▸ Your objective
There is one span to output from the data below: the lines starting at the line with "refrigerator door handle." and ending at the line with "the pendant light.". Output it exactly, ends included, nothing more.

▸ Source records
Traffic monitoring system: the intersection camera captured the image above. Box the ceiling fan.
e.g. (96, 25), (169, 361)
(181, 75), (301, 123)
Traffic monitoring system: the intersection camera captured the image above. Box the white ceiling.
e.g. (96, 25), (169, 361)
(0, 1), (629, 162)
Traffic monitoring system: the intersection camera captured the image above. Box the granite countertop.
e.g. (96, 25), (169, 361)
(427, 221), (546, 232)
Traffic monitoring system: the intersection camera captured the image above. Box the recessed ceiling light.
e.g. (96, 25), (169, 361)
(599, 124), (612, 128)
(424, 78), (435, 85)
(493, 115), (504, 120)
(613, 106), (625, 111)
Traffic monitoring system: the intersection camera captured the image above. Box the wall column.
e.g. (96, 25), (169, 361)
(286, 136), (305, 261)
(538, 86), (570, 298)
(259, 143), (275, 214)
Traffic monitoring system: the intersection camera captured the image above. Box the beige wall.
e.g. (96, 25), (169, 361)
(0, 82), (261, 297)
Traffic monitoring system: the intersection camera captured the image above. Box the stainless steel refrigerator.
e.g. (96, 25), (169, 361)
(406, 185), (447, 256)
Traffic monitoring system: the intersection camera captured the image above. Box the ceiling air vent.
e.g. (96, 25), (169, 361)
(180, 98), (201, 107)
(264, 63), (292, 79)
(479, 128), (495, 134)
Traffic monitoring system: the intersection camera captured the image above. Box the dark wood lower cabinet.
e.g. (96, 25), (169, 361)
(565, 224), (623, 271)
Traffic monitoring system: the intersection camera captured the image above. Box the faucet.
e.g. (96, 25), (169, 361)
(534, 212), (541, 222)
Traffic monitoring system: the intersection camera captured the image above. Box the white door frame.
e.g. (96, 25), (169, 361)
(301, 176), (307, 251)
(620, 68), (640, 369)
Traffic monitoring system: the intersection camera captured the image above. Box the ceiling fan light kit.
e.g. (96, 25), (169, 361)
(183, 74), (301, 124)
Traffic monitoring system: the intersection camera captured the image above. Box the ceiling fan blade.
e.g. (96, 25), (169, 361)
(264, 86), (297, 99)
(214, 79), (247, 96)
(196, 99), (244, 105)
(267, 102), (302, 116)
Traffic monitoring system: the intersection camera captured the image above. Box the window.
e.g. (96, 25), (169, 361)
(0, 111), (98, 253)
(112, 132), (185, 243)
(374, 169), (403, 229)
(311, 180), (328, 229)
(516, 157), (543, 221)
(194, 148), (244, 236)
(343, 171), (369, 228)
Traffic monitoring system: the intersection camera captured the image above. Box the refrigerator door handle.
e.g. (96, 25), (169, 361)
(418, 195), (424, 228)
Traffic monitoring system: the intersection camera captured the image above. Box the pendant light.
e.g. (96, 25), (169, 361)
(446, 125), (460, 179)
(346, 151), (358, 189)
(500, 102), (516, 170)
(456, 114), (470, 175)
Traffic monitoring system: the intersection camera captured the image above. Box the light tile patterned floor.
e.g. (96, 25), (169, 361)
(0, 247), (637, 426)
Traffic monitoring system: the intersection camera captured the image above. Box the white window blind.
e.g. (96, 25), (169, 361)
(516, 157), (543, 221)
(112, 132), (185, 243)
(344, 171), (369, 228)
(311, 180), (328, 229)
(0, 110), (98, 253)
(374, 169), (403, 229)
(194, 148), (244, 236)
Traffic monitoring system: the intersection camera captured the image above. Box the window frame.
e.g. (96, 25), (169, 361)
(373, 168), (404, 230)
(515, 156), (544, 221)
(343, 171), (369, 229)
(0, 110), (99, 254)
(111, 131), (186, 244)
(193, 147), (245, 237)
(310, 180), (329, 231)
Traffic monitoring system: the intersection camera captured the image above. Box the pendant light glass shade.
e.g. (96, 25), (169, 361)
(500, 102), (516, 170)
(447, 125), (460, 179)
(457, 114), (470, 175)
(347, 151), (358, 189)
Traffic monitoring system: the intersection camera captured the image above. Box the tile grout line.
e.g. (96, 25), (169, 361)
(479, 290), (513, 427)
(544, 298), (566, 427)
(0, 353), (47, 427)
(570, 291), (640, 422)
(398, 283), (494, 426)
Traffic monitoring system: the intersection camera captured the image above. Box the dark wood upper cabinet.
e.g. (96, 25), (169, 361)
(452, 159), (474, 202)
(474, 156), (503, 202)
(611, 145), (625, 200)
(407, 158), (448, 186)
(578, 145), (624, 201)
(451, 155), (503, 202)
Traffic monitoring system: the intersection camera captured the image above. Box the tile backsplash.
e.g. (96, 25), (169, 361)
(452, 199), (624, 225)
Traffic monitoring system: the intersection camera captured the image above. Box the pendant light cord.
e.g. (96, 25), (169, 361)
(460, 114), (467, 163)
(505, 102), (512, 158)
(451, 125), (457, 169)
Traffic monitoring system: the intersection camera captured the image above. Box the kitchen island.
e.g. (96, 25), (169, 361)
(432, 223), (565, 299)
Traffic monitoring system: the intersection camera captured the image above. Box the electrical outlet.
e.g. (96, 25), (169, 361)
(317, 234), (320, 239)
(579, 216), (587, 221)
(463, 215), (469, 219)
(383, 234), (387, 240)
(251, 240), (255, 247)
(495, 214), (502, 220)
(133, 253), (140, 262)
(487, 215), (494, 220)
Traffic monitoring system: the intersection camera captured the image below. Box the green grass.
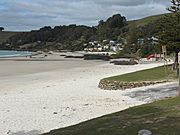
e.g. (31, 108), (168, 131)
(127, 13), (171, 28)
(104, 65), (177, 82)
(43, 97), (180, 135)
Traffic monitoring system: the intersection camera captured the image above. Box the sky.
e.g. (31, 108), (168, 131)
(0, 0), (171, 31)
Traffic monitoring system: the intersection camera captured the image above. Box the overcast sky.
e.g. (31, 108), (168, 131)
(0, 0), (171, 31)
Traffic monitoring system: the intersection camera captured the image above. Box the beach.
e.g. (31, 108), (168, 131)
(0, 54), (175, 135)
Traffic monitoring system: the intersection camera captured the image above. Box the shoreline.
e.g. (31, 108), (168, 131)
(0, 57), (174, 135)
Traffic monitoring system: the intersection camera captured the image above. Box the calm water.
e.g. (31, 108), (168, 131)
(0, 50), (32, 58)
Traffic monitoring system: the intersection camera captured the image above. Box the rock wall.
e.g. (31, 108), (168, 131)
(98, 79), (168, 90)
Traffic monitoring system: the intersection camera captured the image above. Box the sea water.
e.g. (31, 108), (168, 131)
(0, 50), (32, 58)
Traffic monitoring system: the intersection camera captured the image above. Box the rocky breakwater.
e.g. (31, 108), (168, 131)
(98, 79), (168, 90)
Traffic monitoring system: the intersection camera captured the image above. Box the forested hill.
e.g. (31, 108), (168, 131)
(0, 14), (127, 51)
(0, 31), (20, 44)
(0, 13), (173, 51)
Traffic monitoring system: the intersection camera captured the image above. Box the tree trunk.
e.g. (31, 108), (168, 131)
(174, 51), (179, 76)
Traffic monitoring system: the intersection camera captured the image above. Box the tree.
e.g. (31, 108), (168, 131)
(158, 0), (180, 74)
(106, 14), (127, 29)
(0, 27), (4, 31)
(97, 14), (127, 40)
(98, 20), (105, 27)
(158, 14), (180, 53)
(39, 26), (52, 31)
(167, 0), (180, 13)
(167, 0), (180, 56)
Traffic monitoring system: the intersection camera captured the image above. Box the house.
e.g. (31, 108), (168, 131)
(83, 43), (88, 47)
(150, 36), (159, 45)
(109, 40), (116, 45)
(137, 38), (145, 45)
(84, 39), (125, 52)
(98, 47), (103, 51)
(110, 45), (122, 52)
(138, 36), (159, 46)
(103, 45), (109, 50)
(37, 41), (41, 43)
(94, 41), (98, 44)
(97, 43), (101, 47)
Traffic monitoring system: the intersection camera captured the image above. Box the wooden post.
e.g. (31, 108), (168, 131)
(162, 46), (168, 80)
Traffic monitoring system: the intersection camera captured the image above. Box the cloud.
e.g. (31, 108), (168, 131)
(93, 0), (146, 6)
(0, 0), (171, 31)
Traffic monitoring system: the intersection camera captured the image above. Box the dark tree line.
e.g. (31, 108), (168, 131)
(0, 27), (4, 31)
(4, 14), (127, 51)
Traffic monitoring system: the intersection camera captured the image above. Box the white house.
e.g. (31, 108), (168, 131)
(137, 38), (145, 45)
(109, 40), (116, 45)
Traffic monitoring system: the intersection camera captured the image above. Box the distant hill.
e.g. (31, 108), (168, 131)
(127, 13), (171, 28)
(123, 13), (178, 57)
(1, 14), (128, 51)
(0, 31), (21, 44)
(0, 13), (172, 51)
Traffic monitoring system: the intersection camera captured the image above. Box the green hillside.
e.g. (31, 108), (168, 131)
(127, 13), (171, 28)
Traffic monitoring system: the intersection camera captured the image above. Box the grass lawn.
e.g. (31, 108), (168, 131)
(127, 13), (171, 28)
(43, 97), (180, 135)
(104, 65), (177, 82)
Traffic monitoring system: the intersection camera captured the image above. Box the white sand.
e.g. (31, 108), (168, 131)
(0, 58), (165, 135)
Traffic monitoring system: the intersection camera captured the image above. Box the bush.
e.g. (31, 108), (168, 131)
(111, 60), (138, 65)
(84, 54), (111, 61)
(111, 52), (135, 59)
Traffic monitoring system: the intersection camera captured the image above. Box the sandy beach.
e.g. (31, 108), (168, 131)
(0, 54), (175, 135)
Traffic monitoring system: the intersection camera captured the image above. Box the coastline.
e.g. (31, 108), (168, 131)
(0, 50), (35, 58)
(0, 55), (175, 135)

▸ Your solution
Traffic monitoring system: the intersection camera captured the image above. Box the refrigerator door handle.
e.g. (96, 25), (169, 361)
(418, 195), (424, 228)
Traffic monitoring system: the intersection camera captured the image above. Box the pendant light.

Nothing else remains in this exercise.